» **Page excerpt**
We are very excited to announce the launch of a pilot Slurm cluster at the SSCC. Slurm (Simple Linux Utility for Resource Management) is a powerful system for managing and scheduling computing jobs that is very popular at large-scale research computing centers. The SSCC is currently running a pilot with a small Slurm cluster as we all learn more about it, but we anticipate that it will become the main way SSCC researchers run large research computing jobs.
The easy way to submit a job to Slurm is to log into Linstat and use the ssubmit command. For example:
ssubmit --cores=32 --mem=20g "stata -b do my_do_file"
Slurm will then find a server in the Slurm cluster that has 32 cores and 20GB of memory available, and run your Stata do file there. It’s possible your job might have to wait until those resources are free, but once it starts it is guaranteed exclusive use of them—no more having your job slow down or run out of memory because the server is busy. If you’re not sure how many cores and how much memory your job uses, Identifying the Computing Resources Used by a Linux Job will show you how to find out.
Right now the Slurm cluster consists of four servers with 44 cores and 384GB of memory each. If it gets busy (and we hope it will) we’ll move servers from the Condor and Linstat clusters into Slurm. We plan to create a Slurm cluster within Silo as well.
To learn more about the Slurm cluster and how to use it, read Using the SSCC Slurm Cluster. We will also hold three short training sessions on Slurm over the next two weeks, two of them online. Visit our training page for details and to register.
The SSCC’s Summer training schedule is now available. This includes introduction and data wrangling workshops in Stata, R, and Python and regression workshops in Stata and R. We especially want to highlight workshops on regression diagnostics in Stata and R. Researchers who need to run big computing jobs are encouraged to sign up for one of our workshops on running them at the SSCC, which will cover both Linux basics and Slurm.
We’ve also scheduled introduction and data wrangling workshops in Stata, R, and Python for the week of August 29th. All are welcome, but these workshops are especially for incoming graduate students. In our experience, the sooner most graduate students become competent at using statistical software the better (and no, what they learn as undergraduates is not usually sufficient for graduate work). If you are in contact with incoming graduate students, please make sure they are aware of these workshops.
With the permanent shift towards remote work, we realize that many of you rely on Winstat. The challenge is that when one person runs a big statistical job on Winstat it can slow down that Winstat server for everyone that’s using it—especially if the job runs the server out of memory. We’ve done a variety of things to address this, including the load balancing that moves you to the least busy server if you log out and log back in, temporary steps during the pandemic like making lab computers available remotely as alternatives to Winstat, and many others behind the scenes. But we’re planning two more, and the first especially should make a dramatic difference:
First, we want to separate the big jobs from the day-to-day interactive work most of you do on Winstat. We plan to do this by having a large number of small Winstat servers and a small number of large Winstat servers. The large Winstat servers will be similar to the current servers and intended for medium-size jobs (truly big jobs should move to the Linux servers). The small Winstat servers will be designed for the kinds of work you’d do on a laptop or desktop computer (if your computer had all the software Winstat does and fast access to the SSCC network drives). Since we’ll have more of the small Winstats you’ll be sharing a server with a smaller number of people—none of whom should be running big statistical jobs. This will give more consistent performance.

» **Data section**

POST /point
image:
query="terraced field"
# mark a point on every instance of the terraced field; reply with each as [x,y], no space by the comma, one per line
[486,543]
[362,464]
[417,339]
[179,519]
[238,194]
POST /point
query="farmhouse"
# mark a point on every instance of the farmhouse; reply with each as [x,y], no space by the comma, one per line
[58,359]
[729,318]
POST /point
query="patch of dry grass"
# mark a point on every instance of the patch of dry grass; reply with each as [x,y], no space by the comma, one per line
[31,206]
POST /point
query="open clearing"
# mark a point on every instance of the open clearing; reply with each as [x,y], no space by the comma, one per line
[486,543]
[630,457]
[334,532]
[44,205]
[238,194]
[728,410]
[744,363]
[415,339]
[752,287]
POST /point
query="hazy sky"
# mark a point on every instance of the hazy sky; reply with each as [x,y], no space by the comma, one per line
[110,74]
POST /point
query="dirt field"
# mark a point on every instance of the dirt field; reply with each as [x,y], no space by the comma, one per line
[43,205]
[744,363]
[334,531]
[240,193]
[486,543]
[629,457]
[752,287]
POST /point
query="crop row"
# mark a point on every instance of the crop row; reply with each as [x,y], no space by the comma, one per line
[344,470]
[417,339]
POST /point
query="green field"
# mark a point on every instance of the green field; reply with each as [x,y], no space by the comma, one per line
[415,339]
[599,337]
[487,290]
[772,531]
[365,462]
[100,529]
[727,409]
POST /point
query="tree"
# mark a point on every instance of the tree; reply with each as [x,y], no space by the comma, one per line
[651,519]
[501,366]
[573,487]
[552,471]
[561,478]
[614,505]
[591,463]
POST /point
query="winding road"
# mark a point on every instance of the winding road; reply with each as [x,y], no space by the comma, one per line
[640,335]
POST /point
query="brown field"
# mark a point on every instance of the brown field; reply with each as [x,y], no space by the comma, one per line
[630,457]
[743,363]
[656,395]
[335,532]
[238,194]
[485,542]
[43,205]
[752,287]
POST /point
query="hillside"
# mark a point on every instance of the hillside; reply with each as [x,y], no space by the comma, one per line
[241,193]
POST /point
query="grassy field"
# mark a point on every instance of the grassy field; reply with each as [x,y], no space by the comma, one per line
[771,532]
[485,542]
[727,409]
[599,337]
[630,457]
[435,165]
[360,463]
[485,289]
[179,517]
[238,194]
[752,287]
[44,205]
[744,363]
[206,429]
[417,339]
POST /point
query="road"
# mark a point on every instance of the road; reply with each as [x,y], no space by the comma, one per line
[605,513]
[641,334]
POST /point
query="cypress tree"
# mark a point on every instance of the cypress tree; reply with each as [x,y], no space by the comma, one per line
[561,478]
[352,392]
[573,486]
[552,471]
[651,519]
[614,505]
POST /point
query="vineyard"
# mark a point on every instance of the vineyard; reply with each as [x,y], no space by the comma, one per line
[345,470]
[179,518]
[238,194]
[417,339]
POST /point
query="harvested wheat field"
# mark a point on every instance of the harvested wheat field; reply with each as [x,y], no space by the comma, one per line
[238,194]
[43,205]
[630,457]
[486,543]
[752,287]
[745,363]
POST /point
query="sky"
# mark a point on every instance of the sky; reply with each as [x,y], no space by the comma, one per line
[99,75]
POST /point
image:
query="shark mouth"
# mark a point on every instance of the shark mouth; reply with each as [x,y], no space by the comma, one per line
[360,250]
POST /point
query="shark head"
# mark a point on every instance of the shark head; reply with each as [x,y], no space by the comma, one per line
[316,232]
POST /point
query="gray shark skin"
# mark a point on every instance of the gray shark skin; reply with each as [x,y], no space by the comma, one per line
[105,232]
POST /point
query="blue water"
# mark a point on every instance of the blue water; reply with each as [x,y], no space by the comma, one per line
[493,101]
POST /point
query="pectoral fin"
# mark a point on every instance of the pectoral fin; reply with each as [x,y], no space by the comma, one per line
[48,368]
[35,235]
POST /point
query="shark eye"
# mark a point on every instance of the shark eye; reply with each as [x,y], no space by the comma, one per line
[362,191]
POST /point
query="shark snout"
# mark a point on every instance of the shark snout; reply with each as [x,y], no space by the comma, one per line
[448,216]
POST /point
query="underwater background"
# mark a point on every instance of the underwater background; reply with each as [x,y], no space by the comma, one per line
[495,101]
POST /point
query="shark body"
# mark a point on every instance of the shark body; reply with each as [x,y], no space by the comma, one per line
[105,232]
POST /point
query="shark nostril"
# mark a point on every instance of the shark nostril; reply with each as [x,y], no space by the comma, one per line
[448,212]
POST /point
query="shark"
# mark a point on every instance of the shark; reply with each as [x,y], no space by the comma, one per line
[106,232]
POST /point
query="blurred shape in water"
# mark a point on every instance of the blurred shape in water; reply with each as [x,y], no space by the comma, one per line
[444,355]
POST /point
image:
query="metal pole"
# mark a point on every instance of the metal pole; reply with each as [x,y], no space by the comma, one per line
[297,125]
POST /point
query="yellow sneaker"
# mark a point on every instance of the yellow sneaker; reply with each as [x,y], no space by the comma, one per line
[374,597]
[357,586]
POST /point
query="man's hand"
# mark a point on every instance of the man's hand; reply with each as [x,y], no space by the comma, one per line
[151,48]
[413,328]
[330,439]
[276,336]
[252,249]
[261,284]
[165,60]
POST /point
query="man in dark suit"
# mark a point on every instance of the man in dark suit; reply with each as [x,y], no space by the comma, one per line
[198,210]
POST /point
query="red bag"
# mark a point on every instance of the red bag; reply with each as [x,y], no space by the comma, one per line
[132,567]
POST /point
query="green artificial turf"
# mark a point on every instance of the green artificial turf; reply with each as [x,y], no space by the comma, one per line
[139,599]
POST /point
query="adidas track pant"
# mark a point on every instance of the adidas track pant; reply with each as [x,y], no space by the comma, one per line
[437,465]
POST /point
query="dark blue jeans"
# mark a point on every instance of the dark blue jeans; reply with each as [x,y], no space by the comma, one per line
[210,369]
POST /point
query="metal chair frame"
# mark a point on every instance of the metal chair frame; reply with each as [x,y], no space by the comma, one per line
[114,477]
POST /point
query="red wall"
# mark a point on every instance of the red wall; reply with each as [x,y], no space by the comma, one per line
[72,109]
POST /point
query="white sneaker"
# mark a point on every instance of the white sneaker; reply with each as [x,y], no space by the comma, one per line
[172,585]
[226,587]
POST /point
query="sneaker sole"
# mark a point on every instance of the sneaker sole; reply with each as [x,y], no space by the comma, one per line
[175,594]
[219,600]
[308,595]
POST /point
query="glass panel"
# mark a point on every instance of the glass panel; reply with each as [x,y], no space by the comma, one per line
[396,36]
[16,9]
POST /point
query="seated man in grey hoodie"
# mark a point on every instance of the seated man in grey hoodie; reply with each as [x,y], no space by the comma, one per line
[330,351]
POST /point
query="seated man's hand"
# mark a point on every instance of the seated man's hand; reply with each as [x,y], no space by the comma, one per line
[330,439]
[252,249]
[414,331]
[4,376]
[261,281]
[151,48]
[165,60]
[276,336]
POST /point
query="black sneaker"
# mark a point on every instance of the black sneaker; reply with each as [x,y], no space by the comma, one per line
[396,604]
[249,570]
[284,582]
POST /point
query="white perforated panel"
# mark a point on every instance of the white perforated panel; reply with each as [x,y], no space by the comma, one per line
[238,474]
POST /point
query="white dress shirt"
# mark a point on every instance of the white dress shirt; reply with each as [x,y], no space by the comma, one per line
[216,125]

» **Try it**
Quote the SSCC announcement word for word, between "Slurm will then" and "to find out.", inclusive. Rely only on the SSCC announcement.

» **Reply**
Slurm will then find a server in the Slurm cluster that has 32 cores and 20GB of memory available, and run your Stata do file there. It’s possible your job might have to wait until those resources are free, but once it starts it is guaranteed exclusive use of them—no more having your job slow down or run out of memory because the server is busy. If you’re not sure how many cores and how much memory your job uses, Identifying the Computing Resources Used by a Linux Job will show you how to find out.